▶ WHAT TO PRODUCE
Write out the whole listing below word for word, leaving out the pictures.

Object position labeling listing:
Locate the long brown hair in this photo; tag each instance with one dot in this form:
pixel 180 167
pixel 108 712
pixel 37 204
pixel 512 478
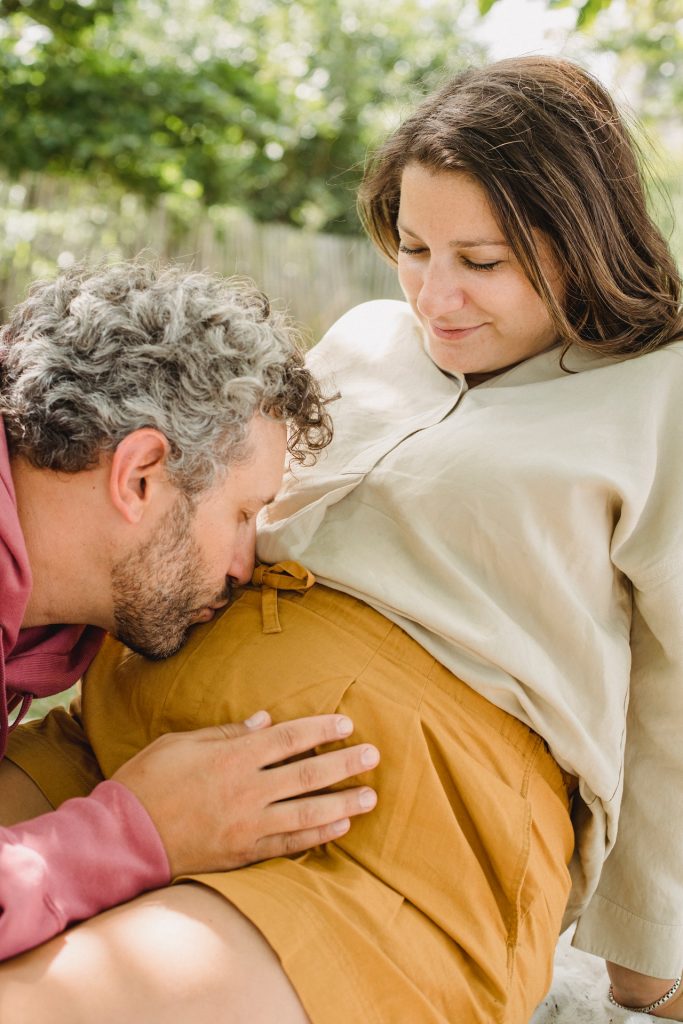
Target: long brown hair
pixel 550 147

▶ WRITTEN ANSWER
Locate the long brown hair in this photo; tag each instance with one dot in this form:
pixel 180 167
pixel 108 712
pixel 37 204
pixel 512 478
Target: long brown hair
pixel 550 147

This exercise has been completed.